Short exercise -
Answer these questions about the review of the Chaos Space Marine 'Fiends kit:
(a) Which two models does the review say have the dynamism this kit lacks?
(b) What upgrade appears in the Maulerfiend pictures instead of the standard Magma Cutters?
(c) Which part changes the Forgefiend's feel from a beast to a monster?

— Start Excerpt —

Part 4 of my Chaos Space Marine run down is the ‘Fiends box. I’ll be honest, when I first saw the pictures I wasn’t convinced. Yes the Forgefiend had fooking huge guns and yes the Maulerfiend looked like it could…maul something but neither one particularly spoke to me.
The funny thing about this kit, more than any thing else I’ve seen of the new Chaos stuff, Dark Vengeance included, is that you need to understand the rules to understand the model. I think this is partly because the model, on its own, is a tad disappointing. At least from the product shots. Considering it’s supposed to be a daemon caged within a machine it’s surprisingly okay about it. It lacks the dynamism of the Heldrake and of their Juggernaught cousins.
That said, when you crack the seal open and get a look at the box what you’re presented with is a superbly designed kit. I mean genius. I’ve always had misgivings about the mutli-kits that GW started punting out because basically you’re paying a premium for a load of plastic you can’t do anything with other than stick in your bits box and desperately think of something to do with it all. And, honestly, that’s exactly what you’ll end up with the ‘Fiend box. Especially if you opt for the Maulerfiend over the Forgefiend.
However, the intelligence of the design is quite striking. It uses the body well so simple limb swamps have a striking result. Granted all the pictures of the Maulerfiend are with the Lasher Tendrils, which is an upgrade, rather than with the standard Magma Cutters it comes with but the parts well designed, actually fit together and go a long way to making the Maulerfiend look the beast it’s supposed to be.
The Forgefiend doesn’t fare so well, being incredibly static which is a shame because it’s component parts are actually awesome. Both the Ectoplasma cannons and the Hades autocannons look impressive with some really nice details, especially the Ectoplasma head which completely changes the feel of the model from that of a beast to a monster. But all it does is, essentially stand there.

— End Excerpt —
— Start Provided data —

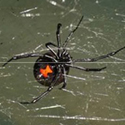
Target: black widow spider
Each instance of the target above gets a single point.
(51, 68)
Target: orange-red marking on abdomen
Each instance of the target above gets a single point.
(45, 71)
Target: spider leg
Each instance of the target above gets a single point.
(58, 35)
(71, 33)
(86, 69)
(16, 57)
(65, 79)
(39, 97)
(100, 57)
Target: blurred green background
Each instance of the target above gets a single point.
(94, 98)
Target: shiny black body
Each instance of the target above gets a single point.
(59, 61)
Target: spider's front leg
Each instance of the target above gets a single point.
(99, 57)
(22, 56)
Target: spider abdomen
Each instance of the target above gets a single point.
(48, 72)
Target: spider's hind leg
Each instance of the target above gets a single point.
(21, 56)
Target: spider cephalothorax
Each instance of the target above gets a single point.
(51, 68)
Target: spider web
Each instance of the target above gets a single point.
(89, 98)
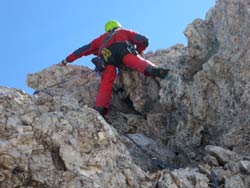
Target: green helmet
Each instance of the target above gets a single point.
(112, 24)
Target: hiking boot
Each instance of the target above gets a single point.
(157, 71)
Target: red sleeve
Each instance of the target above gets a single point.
(91, 48)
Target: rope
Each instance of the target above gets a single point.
(215, 179)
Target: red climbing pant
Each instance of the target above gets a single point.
(109, 74)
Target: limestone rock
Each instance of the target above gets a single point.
(55, 138)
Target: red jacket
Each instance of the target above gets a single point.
(121, 35)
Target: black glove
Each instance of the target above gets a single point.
(99, 64)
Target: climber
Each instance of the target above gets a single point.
(116, 47)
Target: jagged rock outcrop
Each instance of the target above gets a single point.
(197, 118)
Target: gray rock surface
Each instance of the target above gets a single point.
(197, 118)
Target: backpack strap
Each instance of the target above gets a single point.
(107, 39)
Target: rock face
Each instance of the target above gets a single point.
(186, 131)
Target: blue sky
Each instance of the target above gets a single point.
(36, 34)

— End Provided data —

Solution -
(a) The Heldrake and their Juggernaught cousins.
(b) The Lasher Tendrils.
(c) The Ectoplasma head.